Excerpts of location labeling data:
## start

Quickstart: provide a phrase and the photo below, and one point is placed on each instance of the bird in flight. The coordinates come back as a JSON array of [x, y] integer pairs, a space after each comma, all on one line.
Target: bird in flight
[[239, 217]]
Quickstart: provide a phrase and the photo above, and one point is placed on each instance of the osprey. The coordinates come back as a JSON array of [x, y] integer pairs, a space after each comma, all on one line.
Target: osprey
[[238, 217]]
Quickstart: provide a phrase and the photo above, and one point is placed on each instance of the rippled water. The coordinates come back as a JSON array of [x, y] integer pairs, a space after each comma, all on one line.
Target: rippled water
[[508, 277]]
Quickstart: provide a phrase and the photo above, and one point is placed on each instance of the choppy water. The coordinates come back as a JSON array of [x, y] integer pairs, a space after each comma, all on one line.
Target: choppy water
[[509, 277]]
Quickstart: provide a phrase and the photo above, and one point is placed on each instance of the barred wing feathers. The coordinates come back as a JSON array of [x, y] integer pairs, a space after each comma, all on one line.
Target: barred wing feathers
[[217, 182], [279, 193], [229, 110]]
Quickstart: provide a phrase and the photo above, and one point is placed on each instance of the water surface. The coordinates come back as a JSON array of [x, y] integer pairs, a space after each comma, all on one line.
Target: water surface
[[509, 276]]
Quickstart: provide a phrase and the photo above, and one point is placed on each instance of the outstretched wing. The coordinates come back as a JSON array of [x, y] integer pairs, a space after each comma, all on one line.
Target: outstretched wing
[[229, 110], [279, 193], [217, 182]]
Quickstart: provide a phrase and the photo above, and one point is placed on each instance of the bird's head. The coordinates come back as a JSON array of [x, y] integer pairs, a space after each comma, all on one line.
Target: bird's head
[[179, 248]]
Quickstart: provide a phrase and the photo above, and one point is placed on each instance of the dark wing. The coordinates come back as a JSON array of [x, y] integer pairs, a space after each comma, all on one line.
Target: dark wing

## end

SHORT EXERCISE ▸ Substitute "whole-number pairs" for every occurrence of "integer pairs" in the entries above, and reproduce all the entries with nothing else altered.

WORKED ANSWER ▸
Quickstart: provide a phrase and the photo below, and one point is placed on each instance of the bird in flight. The coordinates come back as a JSON array of [x, y] whole-number pairs, a space after each comma, all on one line.
Target: bird in flight
[[239, 217]]
Quickstart: provide a phrase and the photo above, and one point is placed on each instance of the osprey. The coordinates come back as a JSON array of [x, y] whole-number pairs, a space after each comma, all on one line.
Target: osprey
[[238, 217]]
Quickstart: provide a phrase and the photo above, and one point is placed on each instance of the rippled water. The coordinates come back as a JSON array of [x, y] whole-number pairs, a space after each comma, all on one line.
Target: rippled water
[[508, 277]]
Quickstart: provide a phrase and the photo above, and one point is placed on each instance of the choppy water. The coordinates come back as a JSON array of [x, y] whole-number pairs, a space after each comma, all on one line.
Target: choppy water
[[509, 277]]
Quickstart: provide a phrase and the photo above, and one point is placed on each instance of the barred wing feathers. The coordinates come back as a JSON array of [x, y] whole-number pairs, a space after each comma, all on one line.
Target: barred wing feathers
[[217, 182], [279, 193], [229, 110]]
Quickstart: provide a phrase and the photo above, and one point is placed on each instance of the water surface. The coordinates come back as a JSON array of [x, y] whole-number pairs, a space after each comma, all on one line.
Target: water surface
[[509, 276]]
Quickstart: provide a phrase and the photo above, and one point is placed on each instance of the outstretched wing. The coordinates come back as a JSON array of [x, y] whole-number pairs, a space after each comma, all on one line.
Target: outstretched wing
[[229, 110], [279, 193], [217, 182]]
Quickstart: provide a phrase and the photo above, and one point is placed on each instance of the bird's head. The coordinates come back as a JSON array of [x, y] whole-number pairs, a space after each comma, all on one line.
Target: bird's head
[[179, 248]]
Quickstart: provide a phrase and the photo above, and one point is placed on each instance of the dark wing. The coordinates come back as a JSON array of [x, y] whole-number pairs, a space after each comma, all on one line.
Target: dark wing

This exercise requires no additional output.